Transcribe the stretch of entries below from the line with "# mark a point on each instance of the jet" through the line with "# mark a point on each instance of the fighter", exactly and with both ends included; leave out all other lines.

>>>>>

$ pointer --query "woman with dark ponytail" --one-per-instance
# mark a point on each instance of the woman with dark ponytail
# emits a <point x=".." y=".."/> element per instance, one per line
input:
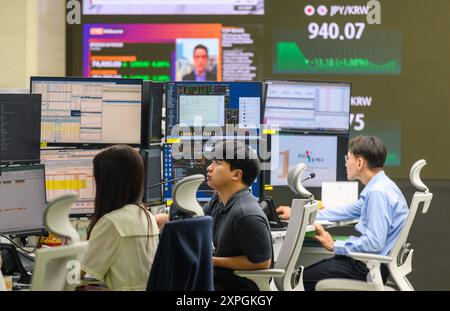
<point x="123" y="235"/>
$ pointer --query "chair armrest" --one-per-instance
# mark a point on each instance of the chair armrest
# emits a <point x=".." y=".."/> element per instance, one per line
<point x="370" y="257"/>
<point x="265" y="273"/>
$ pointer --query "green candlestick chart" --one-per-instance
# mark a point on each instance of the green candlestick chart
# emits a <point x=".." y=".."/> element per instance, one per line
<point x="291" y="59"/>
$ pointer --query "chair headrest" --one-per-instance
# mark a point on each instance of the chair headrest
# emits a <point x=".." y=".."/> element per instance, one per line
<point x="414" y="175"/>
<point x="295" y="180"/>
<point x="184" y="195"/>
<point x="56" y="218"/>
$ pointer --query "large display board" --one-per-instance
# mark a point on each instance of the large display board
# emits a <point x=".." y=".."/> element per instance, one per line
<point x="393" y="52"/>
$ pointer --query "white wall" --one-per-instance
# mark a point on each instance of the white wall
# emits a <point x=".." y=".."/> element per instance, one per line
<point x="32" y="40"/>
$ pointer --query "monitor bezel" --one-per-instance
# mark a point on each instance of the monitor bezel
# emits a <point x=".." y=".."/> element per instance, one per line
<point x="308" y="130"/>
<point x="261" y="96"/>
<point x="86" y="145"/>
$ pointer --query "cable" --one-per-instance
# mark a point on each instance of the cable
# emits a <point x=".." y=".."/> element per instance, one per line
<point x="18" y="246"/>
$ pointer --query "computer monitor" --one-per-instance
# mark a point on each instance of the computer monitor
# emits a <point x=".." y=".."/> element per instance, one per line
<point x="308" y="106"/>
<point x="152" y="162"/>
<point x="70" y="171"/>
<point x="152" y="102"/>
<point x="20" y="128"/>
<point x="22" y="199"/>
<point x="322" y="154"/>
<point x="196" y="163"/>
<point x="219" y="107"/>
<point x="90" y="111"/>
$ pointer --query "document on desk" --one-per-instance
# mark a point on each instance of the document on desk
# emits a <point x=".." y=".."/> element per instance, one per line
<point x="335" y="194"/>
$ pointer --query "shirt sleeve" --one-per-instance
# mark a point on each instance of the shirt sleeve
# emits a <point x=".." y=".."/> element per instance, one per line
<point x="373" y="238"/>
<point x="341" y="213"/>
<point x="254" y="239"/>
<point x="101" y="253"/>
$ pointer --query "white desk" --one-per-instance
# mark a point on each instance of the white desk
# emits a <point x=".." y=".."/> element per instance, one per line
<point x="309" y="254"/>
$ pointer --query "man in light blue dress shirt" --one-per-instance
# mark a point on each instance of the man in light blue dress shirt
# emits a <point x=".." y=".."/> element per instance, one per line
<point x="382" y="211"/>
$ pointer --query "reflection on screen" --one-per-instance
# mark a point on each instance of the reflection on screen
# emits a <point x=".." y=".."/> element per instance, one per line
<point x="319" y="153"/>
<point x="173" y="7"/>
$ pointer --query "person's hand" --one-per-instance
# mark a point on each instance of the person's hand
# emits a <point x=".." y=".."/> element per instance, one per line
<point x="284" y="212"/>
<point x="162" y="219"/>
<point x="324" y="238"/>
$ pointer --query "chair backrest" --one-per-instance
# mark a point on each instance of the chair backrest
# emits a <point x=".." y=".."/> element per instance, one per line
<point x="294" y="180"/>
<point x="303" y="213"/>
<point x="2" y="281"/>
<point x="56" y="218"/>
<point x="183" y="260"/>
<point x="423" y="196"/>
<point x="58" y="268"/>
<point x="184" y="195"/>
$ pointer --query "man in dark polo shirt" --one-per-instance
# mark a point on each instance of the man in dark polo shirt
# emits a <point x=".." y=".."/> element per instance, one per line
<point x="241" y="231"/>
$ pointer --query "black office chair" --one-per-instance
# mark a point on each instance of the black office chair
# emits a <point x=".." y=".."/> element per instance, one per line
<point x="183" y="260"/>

<<<<<
>>>>>

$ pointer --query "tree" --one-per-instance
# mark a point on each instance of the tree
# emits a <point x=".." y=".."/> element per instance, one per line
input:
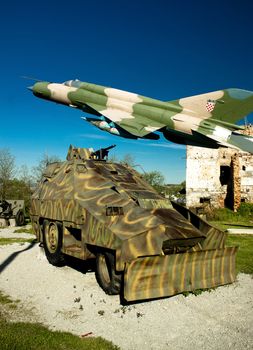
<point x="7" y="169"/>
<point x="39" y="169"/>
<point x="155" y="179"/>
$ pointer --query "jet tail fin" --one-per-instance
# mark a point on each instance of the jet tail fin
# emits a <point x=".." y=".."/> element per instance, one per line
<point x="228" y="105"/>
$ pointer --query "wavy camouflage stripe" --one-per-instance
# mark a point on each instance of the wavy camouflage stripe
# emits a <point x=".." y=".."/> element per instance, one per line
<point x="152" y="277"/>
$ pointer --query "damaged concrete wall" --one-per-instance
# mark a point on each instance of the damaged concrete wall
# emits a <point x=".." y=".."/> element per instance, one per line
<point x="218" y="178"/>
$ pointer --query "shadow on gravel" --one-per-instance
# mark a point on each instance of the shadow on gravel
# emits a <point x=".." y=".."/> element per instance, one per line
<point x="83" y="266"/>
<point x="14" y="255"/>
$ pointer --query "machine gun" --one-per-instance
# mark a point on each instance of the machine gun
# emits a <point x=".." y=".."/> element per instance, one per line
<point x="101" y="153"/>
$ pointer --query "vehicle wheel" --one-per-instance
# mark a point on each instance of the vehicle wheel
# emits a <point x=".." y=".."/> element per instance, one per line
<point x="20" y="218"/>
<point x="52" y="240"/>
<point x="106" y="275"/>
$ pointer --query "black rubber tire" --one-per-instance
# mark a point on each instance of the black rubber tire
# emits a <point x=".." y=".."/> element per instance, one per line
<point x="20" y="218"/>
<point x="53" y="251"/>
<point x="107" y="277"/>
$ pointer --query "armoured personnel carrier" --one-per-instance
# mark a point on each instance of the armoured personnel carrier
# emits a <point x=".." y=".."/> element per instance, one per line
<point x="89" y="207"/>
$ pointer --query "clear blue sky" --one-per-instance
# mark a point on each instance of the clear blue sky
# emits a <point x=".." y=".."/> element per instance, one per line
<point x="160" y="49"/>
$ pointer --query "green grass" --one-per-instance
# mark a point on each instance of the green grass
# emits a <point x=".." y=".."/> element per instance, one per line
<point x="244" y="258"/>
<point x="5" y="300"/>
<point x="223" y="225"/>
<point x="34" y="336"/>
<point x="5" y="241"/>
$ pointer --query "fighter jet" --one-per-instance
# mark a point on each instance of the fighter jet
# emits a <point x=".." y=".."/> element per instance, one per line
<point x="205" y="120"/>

<<<<<

* Task response
# mark a point on each instance of the jet tail fin
# emits a <point x=".." y=".."/> element per instance, one per line
<point x="228" y="105"/>
$ pointer --query "wavy camouflage stripe" --one-per-instance
# mark a point on each instance of the wavy camouflage stripe
# emits a <point x=".." y=".."/> element per instance, one per line
<point x="152" y="277"/>
$ pointer --query "damaged concrete wall" --one-per-instance
# mark a point on each instance of the damaged concrete wall
# emits a <point x=".." y=".."/> element per instance, one per line
<point x="218" y="178"/>
$ pointer --query "shadow on gravel" --one-per-instance
# mark a point on each instance of the shadow on gravel
# emits a <point x=".." y=".."/> element per instance, one per line
<point x="83" y="266"/>
<point x="14" y="255"/>
$ pointer --query "machine gun" --one-per-instance
# mark a point on each instance of the machine gun
# emits a <point x=".." y=".."/> element per instance, one per line
<point x="101" y="153"/>
$ pointer --query "vehicle wheel" --one-per-instance
# mark a point on each instance of the vehicle wheel
# emits a <point x=".." y=".."/> element per instance, one per line
<point x="20" y="218"/>
<point x="52" y="240"/>
<point x="106" y="275"/>
$ pointer --query "black rubber tire" --one-per-instance
# mark a point on each instance of the black rubber tire
# emits a <point x=".." y=".."/> element per instance, one per line
<point x="20" y="218"/>
<point x="53" y="251"/>
<point x="107" y="277"/>
$ pointer --query "armoured personnel carrier" --one-per-instance
# mark a point on each instance of the armoured personnel carrier
# emits a <point x=".." y=".."/> element per instance, one per line
<point x="89" y="207"/>
$ pointer --query "clear blue sky" --one-per-instance
# mark a point on each instance of the clear blue sky
# emits a <point x=".." y=".."/> element per instance, one per line
<point x="160" y="49"/>
$ pointer --query "green grass" --one-per-instance
# mark a point on each instance of the green grass
# emits a <point x=".." y=".."/> element per instance, one per line
<point x="244" y="258"/>
<point x="5" y="300"/>
<point x="223" y="225"/>
<point x="34" y="336"/>
<point x="5" y="241"/>
$ pointer --query "fighter jet" --one-per-instance
# mark a point on each instance of the fighter jet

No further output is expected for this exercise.